AIM: Below are some records; repeat them all exactly, minus the pictures.

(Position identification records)
____

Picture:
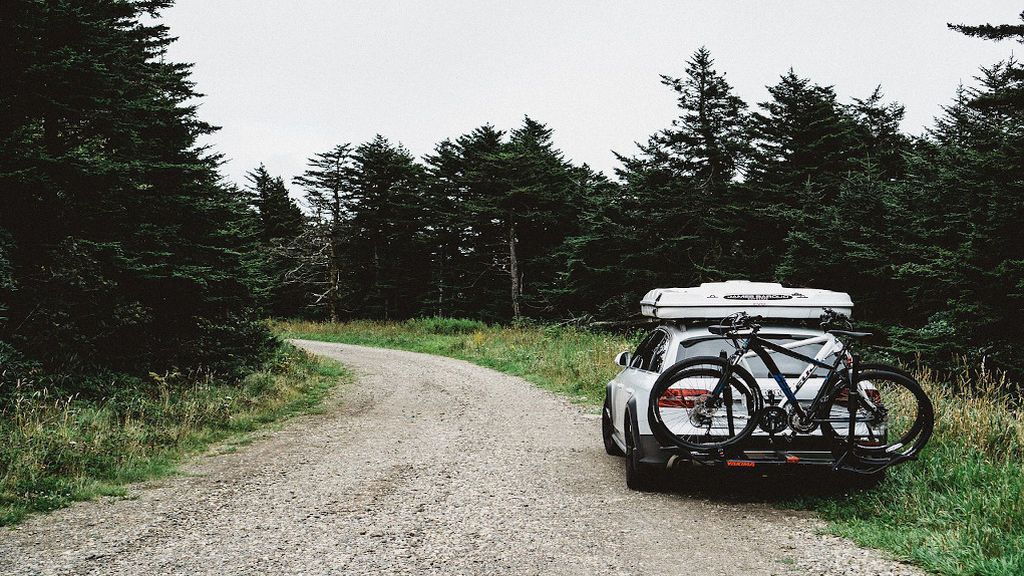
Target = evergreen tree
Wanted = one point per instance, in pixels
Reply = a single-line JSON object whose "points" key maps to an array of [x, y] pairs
{"points": [[1012, 96], [708, 141], [386, 248], [281, 222], [316, 257], [126, 250], [468, 243], [280, 216]]}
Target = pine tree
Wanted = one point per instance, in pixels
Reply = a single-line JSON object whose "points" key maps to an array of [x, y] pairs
{"points": [[463, 183], [281, 222], [126, 249], [280, 216], [316, 258], [708, 141], [386, 246]]}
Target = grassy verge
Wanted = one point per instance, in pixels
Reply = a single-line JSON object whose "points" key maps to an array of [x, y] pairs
{"points": [[55, 450], [957, 510]]}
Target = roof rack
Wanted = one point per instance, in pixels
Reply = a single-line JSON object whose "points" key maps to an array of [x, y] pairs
{"points": [[718, 299]]}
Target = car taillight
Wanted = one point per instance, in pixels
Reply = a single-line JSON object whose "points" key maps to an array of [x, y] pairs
{"points": [[679, 398]]}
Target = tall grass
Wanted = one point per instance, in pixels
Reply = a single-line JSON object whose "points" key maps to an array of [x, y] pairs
{"points": [[958, 509], [56, 449]]}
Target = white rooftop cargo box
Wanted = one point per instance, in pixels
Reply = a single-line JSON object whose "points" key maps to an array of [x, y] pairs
{"points": [[718, 299]]}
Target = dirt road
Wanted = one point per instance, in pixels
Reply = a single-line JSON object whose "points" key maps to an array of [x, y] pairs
{"points": [[427, 465]]}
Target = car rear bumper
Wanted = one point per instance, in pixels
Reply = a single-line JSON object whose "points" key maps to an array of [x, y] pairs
{"points": [[751, 453]]}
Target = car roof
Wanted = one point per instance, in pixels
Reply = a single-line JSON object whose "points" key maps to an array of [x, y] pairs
{"points": [[688, 332]]}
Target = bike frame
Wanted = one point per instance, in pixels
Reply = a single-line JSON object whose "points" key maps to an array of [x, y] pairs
{"points": [[754, 344]]}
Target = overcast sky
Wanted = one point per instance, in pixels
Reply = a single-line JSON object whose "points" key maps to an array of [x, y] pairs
{"points": [[288, 79]]}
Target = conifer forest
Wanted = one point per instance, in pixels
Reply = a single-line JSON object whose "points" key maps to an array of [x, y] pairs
{"points": [[123, 250]]}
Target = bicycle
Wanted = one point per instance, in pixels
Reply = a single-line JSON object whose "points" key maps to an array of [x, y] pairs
{"points": [[873, 415]]}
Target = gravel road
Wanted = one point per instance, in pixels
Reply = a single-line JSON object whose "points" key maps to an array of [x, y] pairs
{"points": [[427, 465]]}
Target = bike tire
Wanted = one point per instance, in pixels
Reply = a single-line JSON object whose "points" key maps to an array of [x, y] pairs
{"points": [[707, 371], [909, 413]]}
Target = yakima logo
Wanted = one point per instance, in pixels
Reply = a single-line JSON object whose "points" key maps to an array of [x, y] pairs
{"points": [[758, 296]]}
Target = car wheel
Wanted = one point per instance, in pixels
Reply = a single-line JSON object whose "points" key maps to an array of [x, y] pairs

____

EXPECTED ANSWER:
Picture:
Target = evergreen tree
Wanted = one point per instance, in pixels
Reply = a single-line JSON object whose "points" key maps to an array of [x, y] pairs
{"points": [[1012, 96], [708, 141], [386, 248], [281, 222], [316, 257], [126, 250], [468, 243], [280, 216]]}
Target = pine tree
Wanted = one point per instance, in pixels
Reply = a single-line JSON object whose "points" key maps to an array of [x, y] pairs
{"points": [[463, 183], [281, 222], [126, 249], [280, 216], [316, 258], [708, 141], [386, 246]]}
Target = grassy verge
Wanted = one point per instance, in pixels
Reply = a single-line JSON object whose "points" key maps to an array of [x, y] pairs
{"points": [[55, 450], [957, 510]]}
Target = roof rack
Wanted = one point per instance, in pixels
Reply = a single-line JSON object whose "points" key maps to an array of [x, y] pairs
{"points": [[718, 299]]}
Target = car taillight
Wanted = one point per instance, in pixels
Reply = a single-line JSON object whose "points" key maps to an array of [x, y] pairs
{"points": [[679, 398]]}
Target = tall grass
Wanted = one point per instance, in pixels
Reply = a single-line JSON object whose "points" key maps to an array of [x, y] pairs
{"points": [[958, 509], [56, 449]]}
Target = white rooftop cargo box
Wanted = one point per instance, in pixels
Reply = a single-line JSON object whose "points" key maps to an array of [x, y] pairs
{"points": [[718, 299]]}
Target = dirt road
Wanted = one point per instance, in pixels
Reply = a single-line JSON object whose "points" key maps to an array of [x, y] pairs
{"points": [[427, 465]]}
Target = car rear bumper
Wanted = one point per instance, in pixels
Reply = a single-line JSON object whose "points" key maps to an array of [x, y] pairs
{"points": [[751, 453]]}
Target = car roof
Wanted = one point per instance, in pixels
Reply = a single-line JSON object whose "points" key maps to an array of [x, y] pairs
{"points": [[688, 332]]}
Target = bike frame
Wanted = one point per instance, in pixels
Reply = a single-line JSON object whose "points" key maps to an array of [x, y] pairs
{"points": [[754, 344]]}
Target = overcast sky
Wanted = one point per instance, in pixels
Reply = a single-line JSON object whose "points" key maps to an array of [x, y] pairs
{"points": [[288, 79]]}
Target = conifer forest
Wanted = one point per instance, in pixels
Reply = a single-line JSON object whose "points" key maps to an array of [x, y] pairs
{"points": [[123, 250]]}
Target = bicycle
Wanted = one point per instance, in pixels
Reply = a single-line JSON object whose "points" key maps to an array of [x, y] pairs
{"points": [[873, 415]]}
Target = gravel road
Wanted = one point per instance, in pixels
Reply = a single-line JSON object whose "points" key maps to an array of [x, y] pairs
{"points": [[427, 465]]}
Target = bike tire
Wanted = one point per instance, in pixels
Reply = a single-line JSON object whose "points" key maps to an array of [x, y] pairs
{"points": [[707, 371], [909, 413]]}
Target = yakima logo
Wanted = one point per instance, in pixels
Reply = a single-line JSON object whose "points" key maps to an array of [x, y] pairs
{"points": [[758, 296]]}
Target = car wheel
Wanted = one point per instance, in pixels
Reply = a single-line JSON object whose "points" key maps to an array of [x, y] pairs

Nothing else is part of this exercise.